QUESTIONS TO ANSWER:
1. Print the stretch of the passage on Judaism and TV from "The truth is" through "watched those programmes.", keeping every word and mark unchanged.
2. Continue the passage on Judaism and television from its final sentence.

[TEXT PASSAGE Boundary: Start]

Judaism & TV

          Imagine driving down the road and seeing a bumper sticker on the car in front reading

          “I have a TV-free home: I want slim kids!”

          That could foreseeably happen in the wake of a new scientific study on the effects of TV. Many of you might have heard the media stories that researchers at New Zealand’s University of Otago looked at how much TV children aged five to 15 watched.

          The International Journal of Obesity study found the 41% who were overweight or obese by the age of 26 were those who had watched most TV.

          They warned then that adults who had watched a lot of TV as children were more likely to go on to be overweight, to smoke and to have high cholesterol.

          The truth is there have been numerous studies over the past decades chronicling the negative effects of TV. Just one example: a study published in the Readers Digest magazine several years ago showed that people who watched TV were generally more aggressive. Significantly more wives whose husbands had watched ‘action’ programmes reported their husbands treating them more aggressively and roughly than those whose husbands had not watched those programmes.

          Despite this one often hears the question ‘what’s the Jewish view of TV?’ Well this is also is quite straightforward. Most if not all ‘serious’ authorities are against it on the grounds that if ‘you are what you eat’; you will certainly be influenced by what you see. Since much of what’s on TV is not exactly wholesome, spiritual or even vaguely educational, such a visual ‘diet’ is simply bad for the soul – and Jews need to have healthy souls (non-Jews do as well – but let’s first try and convince the Jews!)

          Now the usual retort to the above goes a bit like this: “what about the ‘good programmes’ like the News, current affairs and Nature programmes.” My answer is simple: “what’s so ‘good’ about the News. Most of what is reported on the News is sad, bad or both and many News programmes simply manufacture crises in an attempt to keep viewers riveted to their seats. The relentless parade of crime, disease, death, conflict and warfare etc. tends to demoralize rather than inspire. We start to feel as though our ‘small’ good deeds and words are ultimately irrelevant in the grand scale of all the world’s troubles.

[TEXT PASSAGE Boundary: End]
[DATASET EXTRACT Boundary: Start]

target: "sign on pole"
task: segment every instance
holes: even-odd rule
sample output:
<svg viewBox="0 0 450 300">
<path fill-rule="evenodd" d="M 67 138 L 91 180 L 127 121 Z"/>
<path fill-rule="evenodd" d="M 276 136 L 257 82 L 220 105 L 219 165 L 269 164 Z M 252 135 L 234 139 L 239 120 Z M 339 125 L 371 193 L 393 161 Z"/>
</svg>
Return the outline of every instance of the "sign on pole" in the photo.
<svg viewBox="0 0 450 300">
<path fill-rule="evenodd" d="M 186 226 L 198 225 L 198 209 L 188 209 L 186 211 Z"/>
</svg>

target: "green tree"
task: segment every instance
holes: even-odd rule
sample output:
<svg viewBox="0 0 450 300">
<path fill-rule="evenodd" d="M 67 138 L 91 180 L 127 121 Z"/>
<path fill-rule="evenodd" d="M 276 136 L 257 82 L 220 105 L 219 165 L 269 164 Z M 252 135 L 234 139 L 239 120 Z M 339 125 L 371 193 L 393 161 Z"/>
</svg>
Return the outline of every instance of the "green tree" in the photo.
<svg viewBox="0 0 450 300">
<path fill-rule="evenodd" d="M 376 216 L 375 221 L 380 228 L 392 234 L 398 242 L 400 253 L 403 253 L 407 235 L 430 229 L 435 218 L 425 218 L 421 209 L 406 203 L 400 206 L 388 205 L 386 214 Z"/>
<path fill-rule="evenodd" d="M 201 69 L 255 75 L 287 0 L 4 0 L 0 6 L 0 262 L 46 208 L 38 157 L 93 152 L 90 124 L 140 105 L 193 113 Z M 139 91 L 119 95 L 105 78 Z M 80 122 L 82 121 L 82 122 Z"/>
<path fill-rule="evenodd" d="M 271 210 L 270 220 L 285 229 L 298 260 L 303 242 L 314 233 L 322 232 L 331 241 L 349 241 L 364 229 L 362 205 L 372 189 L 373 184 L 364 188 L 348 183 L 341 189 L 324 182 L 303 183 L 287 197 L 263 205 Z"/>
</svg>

[DATASET EXTRACT Boundary: End]
[DATASET EXTRACT Boundary: Start]

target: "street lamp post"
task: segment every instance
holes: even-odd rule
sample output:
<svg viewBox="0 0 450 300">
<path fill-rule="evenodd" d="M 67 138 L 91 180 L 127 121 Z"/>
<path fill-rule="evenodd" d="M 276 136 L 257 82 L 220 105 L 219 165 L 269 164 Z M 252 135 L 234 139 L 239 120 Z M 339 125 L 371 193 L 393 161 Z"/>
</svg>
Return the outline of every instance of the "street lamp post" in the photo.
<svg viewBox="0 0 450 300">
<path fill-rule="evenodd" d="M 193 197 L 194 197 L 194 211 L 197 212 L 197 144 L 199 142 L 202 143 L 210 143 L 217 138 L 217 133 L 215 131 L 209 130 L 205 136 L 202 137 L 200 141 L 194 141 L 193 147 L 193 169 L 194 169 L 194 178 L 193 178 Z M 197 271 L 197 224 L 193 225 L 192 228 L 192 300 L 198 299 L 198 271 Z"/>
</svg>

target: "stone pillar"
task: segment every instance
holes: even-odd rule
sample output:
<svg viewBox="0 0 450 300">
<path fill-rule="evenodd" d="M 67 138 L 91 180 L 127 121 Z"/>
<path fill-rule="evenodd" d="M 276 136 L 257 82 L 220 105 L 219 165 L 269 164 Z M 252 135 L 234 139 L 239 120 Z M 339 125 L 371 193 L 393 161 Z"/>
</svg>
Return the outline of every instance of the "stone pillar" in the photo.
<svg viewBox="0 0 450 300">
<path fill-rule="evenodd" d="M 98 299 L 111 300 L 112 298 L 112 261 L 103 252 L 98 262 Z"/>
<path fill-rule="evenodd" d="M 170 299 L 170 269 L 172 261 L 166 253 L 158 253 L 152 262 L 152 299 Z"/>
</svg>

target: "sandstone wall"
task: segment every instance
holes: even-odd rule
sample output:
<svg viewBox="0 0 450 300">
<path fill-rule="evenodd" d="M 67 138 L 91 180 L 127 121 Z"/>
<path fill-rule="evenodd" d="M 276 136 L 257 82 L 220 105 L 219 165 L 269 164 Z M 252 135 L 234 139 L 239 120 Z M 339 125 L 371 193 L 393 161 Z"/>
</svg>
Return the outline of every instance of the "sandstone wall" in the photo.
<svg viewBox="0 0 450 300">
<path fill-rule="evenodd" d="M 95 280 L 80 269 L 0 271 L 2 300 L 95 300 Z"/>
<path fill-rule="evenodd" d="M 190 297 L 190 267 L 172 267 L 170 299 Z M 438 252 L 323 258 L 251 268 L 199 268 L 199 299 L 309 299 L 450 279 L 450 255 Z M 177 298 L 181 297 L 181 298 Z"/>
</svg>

[DATASET EXTRACT Boundary: End]

ANSWERS TO THE EXERCISES:
1.
The truth is there have been numerous studies over the past decades chronicling the negative effects of TV. Just one example: a study published in the Readers Digest magazine several years ago showed that people who watched TV were generally more aggressive. Significantly more wives whose husbands had watched ‘action’ programmes reported their husbands treating them more aggressively and roughly than those whose husbands had not watched those programmes.

2.
          Including good, heroic, and inspiring things that go on in the world is just too much like hard work for journalists and reporters who find it far easier to phone police stations, mortuaries and hospitals to get some juicy ‘news’ stories.

          As for ‘nature programmes, I’ll admit some are pretty interesting (I remember them from my childhood). But if we are honest we should acknowledge that the number of such programmes compared to the mass of drivel and banal rubbish (not to mention immodesty and violence, etc) on TV is a bit like a drop of milk in a whole pot of chicken soup. The soup is still chicken soup because the amount of milk is insignificantly small. In our case looking at the whole TV ‘pot’ as it were, a little bit of nature programming doesn’t make it kosher – it’s just too insignificant. [Nowadays you can easily pick up nature videos/DVDs so you don’t need the TV even for that!]

          If we want our children to able to influence the ‘streets’ and the world outside for the better when they grow up, then we need to make sure we insulate them from those ‘streets’ when they are young and impressionable. It is then that we need to surround their bodies and souls with good and holy experiences.